***** Records shown

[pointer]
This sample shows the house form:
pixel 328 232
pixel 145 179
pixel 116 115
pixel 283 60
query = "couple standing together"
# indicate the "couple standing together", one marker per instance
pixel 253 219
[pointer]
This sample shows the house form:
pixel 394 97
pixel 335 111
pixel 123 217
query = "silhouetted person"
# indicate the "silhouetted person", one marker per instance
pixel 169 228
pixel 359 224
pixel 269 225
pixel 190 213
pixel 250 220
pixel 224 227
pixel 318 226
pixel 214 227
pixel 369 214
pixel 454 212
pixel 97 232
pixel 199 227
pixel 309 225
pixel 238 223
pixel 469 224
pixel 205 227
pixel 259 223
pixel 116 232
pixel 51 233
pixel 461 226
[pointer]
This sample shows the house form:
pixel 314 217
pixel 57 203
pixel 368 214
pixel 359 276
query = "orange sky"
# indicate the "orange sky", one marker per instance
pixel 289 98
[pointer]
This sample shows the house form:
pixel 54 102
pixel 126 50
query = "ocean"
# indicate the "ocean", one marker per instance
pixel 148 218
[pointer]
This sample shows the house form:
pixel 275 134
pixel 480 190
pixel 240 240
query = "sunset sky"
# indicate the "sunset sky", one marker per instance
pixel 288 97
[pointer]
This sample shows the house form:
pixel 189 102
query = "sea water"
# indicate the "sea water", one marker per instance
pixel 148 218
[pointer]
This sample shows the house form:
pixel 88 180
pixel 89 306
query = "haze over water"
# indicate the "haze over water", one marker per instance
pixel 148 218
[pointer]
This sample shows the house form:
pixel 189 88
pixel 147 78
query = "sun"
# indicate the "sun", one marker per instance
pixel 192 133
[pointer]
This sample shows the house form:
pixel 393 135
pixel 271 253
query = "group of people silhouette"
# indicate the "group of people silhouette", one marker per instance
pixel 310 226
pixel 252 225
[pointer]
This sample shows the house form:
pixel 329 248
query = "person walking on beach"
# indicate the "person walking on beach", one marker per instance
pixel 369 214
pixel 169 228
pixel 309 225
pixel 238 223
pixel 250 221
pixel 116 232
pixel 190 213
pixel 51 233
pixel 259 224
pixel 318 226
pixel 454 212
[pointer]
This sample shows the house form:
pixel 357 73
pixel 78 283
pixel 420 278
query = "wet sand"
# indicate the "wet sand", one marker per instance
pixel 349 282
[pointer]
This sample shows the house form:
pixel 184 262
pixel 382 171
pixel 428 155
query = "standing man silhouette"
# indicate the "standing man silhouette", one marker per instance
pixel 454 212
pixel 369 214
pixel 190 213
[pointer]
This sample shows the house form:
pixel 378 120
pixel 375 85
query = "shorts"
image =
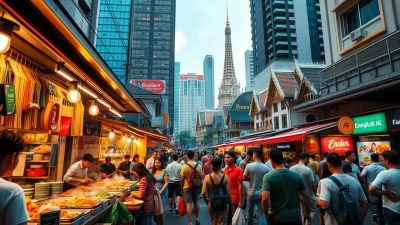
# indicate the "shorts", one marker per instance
pixel 174 187
pixel 191 195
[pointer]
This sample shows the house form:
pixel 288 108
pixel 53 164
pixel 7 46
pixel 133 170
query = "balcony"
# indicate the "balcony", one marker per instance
pixel 375 64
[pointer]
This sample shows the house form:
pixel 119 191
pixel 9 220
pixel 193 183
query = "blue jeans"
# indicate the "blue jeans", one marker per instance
pixel 251 202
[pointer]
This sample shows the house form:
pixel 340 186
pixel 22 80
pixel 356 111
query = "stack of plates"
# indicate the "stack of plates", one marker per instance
pixel 28 190
pixel 56 189
pixel 42 190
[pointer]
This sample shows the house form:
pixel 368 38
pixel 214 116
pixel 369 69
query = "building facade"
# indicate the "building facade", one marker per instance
pixel 284 30
pixel 208 70
pixel 249 66
pixel 191 100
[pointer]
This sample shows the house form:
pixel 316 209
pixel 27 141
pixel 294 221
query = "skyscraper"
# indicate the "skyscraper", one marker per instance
pixel 208 70
pixel 113 34
pixel 191 100
pixel 176 96
pixel 249 66
pixel 283 30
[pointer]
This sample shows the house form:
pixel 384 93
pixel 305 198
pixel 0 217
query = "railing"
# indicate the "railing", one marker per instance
pixel 375 55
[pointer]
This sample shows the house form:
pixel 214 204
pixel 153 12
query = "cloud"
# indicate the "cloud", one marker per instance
pixel 180 40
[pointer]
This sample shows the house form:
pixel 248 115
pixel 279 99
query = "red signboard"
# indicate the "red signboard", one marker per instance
pixel 338 144
pixel 191 77
pixel 155 86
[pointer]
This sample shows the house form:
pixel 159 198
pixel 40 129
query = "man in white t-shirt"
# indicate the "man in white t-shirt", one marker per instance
pixel 329 192
pixel 387 184
pixel 12 198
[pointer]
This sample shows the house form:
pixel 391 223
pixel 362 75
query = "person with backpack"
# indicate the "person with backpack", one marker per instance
pixel 341 196
pixel 216 193
pixel 191 182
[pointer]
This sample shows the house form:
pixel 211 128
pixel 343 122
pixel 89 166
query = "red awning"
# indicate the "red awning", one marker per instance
pixel 293 135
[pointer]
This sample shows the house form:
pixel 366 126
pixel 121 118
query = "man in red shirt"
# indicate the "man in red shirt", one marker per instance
pixel 235 175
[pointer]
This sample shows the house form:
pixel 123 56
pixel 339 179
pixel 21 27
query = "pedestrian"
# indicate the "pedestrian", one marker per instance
pixel 107 169
pixel 174 182
pixel 161 175
pixel 235 175
pixel 369 173
pixel 12 198
pixel 213 181
pixel 191 174
pixel 281 193
pixel 254 173
pixel 387 184
pixel 329 193
pixel 145 193
pixel 124 167
pixel 309 181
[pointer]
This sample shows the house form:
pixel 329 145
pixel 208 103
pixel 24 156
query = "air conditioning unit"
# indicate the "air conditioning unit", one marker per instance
pixel 357 34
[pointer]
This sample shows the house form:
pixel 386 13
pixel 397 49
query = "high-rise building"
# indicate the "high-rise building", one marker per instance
pixel 208 70
pixel 176 96
pixel 249 66
pixel 113 33
pixel 191 100
pixel 230 87
pixel 283 30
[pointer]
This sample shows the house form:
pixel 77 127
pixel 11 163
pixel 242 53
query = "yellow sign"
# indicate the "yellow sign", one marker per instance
pixel 346 125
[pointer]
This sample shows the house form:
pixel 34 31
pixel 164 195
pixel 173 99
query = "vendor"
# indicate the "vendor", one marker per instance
pixel 77 173
pixel 107 169
pixel 12 198
pixel 124 167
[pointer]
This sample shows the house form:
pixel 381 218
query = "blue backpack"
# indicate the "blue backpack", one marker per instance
pixel 349 212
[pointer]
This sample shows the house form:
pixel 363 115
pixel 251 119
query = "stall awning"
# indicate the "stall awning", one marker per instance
pixel 293 135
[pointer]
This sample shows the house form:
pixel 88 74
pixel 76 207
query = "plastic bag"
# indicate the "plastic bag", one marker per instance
pixel 238 217
pixel 182 207
pixel 119 214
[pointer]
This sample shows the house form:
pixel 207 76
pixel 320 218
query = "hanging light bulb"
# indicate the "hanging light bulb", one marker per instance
pixel 93 109
pixel 6 29
pixel 73 95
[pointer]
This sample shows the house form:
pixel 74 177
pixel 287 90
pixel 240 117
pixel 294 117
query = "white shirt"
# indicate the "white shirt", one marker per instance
pixel 12 204
pixel 389 180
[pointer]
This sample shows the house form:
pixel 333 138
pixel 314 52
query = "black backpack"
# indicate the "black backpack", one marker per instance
pixel 218 197
pixel 349 212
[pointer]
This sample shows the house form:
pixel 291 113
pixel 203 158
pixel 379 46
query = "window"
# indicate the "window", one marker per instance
pixel 276 122
pixel 275 107
pixel 363 12
pixel 284 121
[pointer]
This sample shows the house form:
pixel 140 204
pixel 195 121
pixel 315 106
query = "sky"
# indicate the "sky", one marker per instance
pixel 200 30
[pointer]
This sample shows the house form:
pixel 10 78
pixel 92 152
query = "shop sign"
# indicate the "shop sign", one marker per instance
pixel 394 119
pixel 338 144
pixel 286 146
pixel 7 99
pixel 374 123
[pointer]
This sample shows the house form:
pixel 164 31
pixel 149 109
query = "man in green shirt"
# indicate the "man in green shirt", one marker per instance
pixel 281 193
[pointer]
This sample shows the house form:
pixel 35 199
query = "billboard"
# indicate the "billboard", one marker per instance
pixel 155 86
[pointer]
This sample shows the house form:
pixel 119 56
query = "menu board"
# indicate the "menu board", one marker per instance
pixel 368 145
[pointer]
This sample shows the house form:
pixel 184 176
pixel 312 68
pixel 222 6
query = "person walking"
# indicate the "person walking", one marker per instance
pixel 387 184
pixel 329 192
pixel 235 175
pixel 254 173
pixel 145 193
pixel 161 175
pixel 174 182
pixel 217 203
pixel 191 175
pixel 309 181
pixel 12 198
pixel 369 173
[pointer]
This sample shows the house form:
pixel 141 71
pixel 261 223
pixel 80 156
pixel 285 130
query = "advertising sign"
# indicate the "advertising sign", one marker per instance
pixel 394 119
pixel 374 123
pixel 155 86
pixel 338 144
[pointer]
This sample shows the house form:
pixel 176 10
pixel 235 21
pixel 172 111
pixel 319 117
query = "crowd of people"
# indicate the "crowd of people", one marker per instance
pixel 304 191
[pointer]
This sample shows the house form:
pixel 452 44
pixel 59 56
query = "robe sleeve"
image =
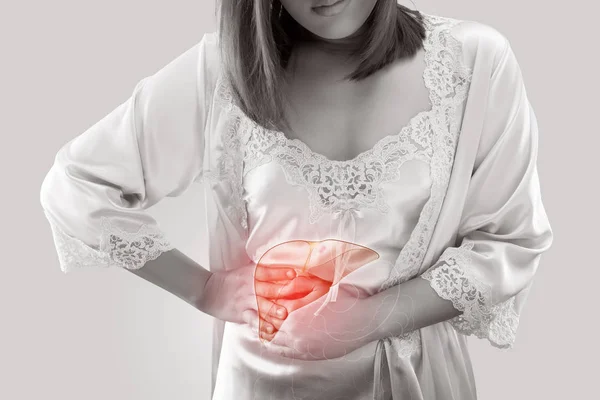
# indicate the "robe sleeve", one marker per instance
pixel 96 193
pixel 504 228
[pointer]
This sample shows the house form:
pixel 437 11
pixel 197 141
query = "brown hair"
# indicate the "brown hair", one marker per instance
pixel 256 39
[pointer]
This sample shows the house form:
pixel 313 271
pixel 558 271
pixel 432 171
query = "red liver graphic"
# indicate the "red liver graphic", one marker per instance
pixel 317 259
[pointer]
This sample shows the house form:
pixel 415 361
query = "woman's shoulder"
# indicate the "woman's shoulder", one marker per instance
pixel 477 39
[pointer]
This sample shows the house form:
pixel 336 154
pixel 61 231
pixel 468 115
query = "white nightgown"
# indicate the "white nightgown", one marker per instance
pixel 453 198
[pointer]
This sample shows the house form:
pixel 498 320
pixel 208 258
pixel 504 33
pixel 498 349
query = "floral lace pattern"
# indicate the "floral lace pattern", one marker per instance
pixel 451 280
pixel 430 136
pixel 117 247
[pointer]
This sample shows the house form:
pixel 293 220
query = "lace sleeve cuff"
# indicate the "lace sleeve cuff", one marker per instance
pixel 451 280
pixel 117 247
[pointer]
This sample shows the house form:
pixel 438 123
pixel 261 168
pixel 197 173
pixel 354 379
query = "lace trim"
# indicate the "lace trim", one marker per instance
pixel 452 281
pixel 449 78
pixel 340 185
pixel 229 169
pixel 117 247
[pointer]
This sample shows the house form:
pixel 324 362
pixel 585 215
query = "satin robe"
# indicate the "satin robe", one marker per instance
pixel 453 198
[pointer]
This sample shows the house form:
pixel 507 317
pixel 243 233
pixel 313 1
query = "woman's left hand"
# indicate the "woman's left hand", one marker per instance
pixel 340 328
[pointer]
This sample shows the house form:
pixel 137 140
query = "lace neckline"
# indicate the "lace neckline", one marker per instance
pixel 282 139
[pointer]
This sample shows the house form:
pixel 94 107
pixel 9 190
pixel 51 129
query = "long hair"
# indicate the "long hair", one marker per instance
pixel 256 39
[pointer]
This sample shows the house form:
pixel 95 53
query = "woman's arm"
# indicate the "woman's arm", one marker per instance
pixel 408 306
pixel 178 274
pixel 480 284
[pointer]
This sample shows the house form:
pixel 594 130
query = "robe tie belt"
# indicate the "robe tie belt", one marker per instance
pixel 346 231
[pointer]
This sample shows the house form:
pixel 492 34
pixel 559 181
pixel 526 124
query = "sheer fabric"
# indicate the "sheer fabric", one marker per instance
pixel 453 198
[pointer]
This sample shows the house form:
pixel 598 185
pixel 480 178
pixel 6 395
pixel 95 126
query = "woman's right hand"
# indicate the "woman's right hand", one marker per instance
pixel 241 295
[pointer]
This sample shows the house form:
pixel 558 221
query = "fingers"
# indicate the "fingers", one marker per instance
pixel 271 311
pixel 267 331
pixel 272 274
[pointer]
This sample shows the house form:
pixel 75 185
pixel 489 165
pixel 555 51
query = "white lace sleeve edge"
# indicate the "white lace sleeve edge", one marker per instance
pixel 117 248
pixel 452 281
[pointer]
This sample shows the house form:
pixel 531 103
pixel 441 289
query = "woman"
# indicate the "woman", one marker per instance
pixel 408 213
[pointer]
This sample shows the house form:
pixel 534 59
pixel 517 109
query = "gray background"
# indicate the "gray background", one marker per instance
pixel 107 334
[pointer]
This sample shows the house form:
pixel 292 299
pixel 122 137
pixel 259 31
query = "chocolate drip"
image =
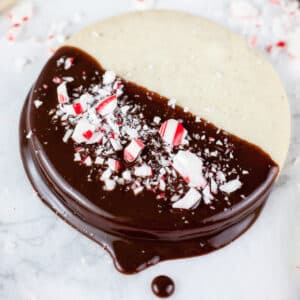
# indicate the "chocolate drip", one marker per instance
pixel 137 230
pixel 163 286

**********

**What needs to be done:** Number the lines of the data as a list, beginning with the first line and continuing through the line containing "pixel 253 219". Skip any blank lines.

**Reply to the task:**
1. [pointer]
2. This sample shows the house form:
3. pixel 328 232
4. pixel 145 179
5. pixel 116 115
6. pixel 283 60
7. query = "couple standing together"
8. # indicate the "couple standing together", one marker per instance
9. pixel 253 219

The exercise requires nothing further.